Direction = Reproduce verbatim the portion of the essay on the Passages film programme, starting with "Tasked by the" and going on through "this present moment.".

Selected text =
----------

Artists

Tasked by the Critical Collective to reflect on Passages, the film programme I curated for the 3rd Edition of the Dhaka Art Summit (till February 8) it became clear that this text would provide me an opportunity to address some of the specific choices I made that defined the selection of the programme. It also offers a platform to deliberate more broadly on the context in which the programme was screened, by thinking through the possibilities that can be engendered by a curatorial initiative operating in South Asia at this present moment.

With Passages I consciously chose not to screen only works made by South Asian artists at the Summit, a decision that immediately set this film programme apart from the one that had preceded it for the 2nd Edition of the Summit, which primarily included work from the region. Passages comprised of 37 films, 36 of which were organized into clusters and screened according to a set schedule in the Shilpkala Academy’s auditorium, while another film Adventures of a Brown Man in Search of a Civilization made by Ismail Merchant and James Ivory in 1972 was shown every hour on the hour on the 3rd floor of the Summit’s venue. Filmmakers in Passages hailed from Argentina, Cameroon, Vietnam, Thailand, Japan, Lebanon, Brazil, Iran, Turkey, Angola as well as from the United States, United Kingdom, parts of Europe and those artists who shuttle across two or more geographic contexts to realize their work. More than half the filmmakers were women, and the earliest film in the programme dated from 1952-53. Passages also played host to the world premiere of Events in a Cloud Chamber (2016) made by Ashim Ahluwalia with Akbar Padamsee, and the regional premiere of over 25 works.

I adopted what I called in my curatorial statement a ‘resolutely transnational perspective’ when formulating this selection of material. The transnational as a conceit has recently found much favor with certain curators, wherein the proposition is that any understanding of the contemporary is to be formed by looking across cultures. With its international selection and my own declaration of a ‘resolutely transnational perspective’ Passages could well be considered a standard bearer of such an approach. However, I would contend that is not the case with Passages. In fact, the film programme sought to emphasize that while the transnational is a possible way towards considering the contemporary, as there are issues that resonate globally. However, significantly, each of these emerge from undeniably particular social situations and circumstances that are tied to given nations, which cannot be ignored.

----------

Material provided =
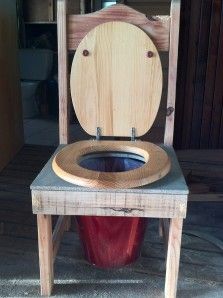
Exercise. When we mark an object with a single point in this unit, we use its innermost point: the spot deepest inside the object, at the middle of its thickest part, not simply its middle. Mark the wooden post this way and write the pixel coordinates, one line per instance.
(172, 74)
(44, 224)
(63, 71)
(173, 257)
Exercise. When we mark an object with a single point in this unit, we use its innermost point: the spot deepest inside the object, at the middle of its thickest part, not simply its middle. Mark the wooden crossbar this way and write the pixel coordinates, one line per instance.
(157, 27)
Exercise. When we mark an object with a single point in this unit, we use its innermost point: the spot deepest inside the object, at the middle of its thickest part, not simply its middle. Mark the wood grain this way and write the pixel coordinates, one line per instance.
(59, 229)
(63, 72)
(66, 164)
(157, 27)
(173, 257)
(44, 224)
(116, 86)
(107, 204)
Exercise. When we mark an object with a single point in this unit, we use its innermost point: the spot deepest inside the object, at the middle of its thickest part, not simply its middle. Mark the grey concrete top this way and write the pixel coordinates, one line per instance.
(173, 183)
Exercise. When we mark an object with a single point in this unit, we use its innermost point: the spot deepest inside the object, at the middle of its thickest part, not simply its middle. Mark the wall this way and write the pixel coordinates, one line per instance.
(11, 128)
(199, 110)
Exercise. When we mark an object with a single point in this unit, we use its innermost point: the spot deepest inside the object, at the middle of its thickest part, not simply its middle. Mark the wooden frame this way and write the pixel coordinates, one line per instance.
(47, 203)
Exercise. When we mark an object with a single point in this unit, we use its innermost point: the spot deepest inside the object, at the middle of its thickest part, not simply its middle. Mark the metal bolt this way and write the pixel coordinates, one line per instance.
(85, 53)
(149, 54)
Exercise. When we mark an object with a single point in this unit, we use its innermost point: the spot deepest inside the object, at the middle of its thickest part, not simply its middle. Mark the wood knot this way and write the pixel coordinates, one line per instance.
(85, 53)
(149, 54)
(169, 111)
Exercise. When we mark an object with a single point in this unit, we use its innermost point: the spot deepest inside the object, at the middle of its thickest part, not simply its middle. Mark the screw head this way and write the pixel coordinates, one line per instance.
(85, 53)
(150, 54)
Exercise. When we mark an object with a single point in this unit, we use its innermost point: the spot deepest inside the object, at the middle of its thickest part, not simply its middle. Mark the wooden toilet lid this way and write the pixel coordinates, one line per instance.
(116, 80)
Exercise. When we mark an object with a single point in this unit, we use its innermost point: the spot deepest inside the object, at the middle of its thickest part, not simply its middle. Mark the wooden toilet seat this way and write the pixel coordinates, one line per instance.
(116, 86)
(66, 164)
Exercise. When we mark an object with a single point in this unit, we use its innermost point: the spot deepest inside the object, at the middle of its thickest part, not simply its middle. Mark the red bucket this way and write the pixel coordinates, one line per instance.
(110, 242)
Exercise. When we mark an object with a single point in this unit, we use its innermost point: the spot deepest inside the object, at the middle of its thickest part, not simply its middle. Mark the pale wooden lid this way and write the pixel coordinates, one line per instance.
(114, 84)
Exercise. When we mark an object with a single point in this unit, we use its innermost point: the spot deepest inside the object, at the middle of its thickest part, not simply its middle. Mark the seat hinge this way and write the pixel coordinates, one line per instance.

----------

Problem solution =
Tasked by the Critical Collective to reflect on Passages, the film programme I curated for the 3rd Edition of the Dhaka Art Summit (till February 8) it became clear that this text would provide me an opportunity to address some of the specific choices I made that defined the selection of the programme. It also offers a platform to deliberate more broadly on the context in which the programme was screened, by thinking through the possibilities that can be engendered by a curatorial initiative operating in South Asia at this present moment.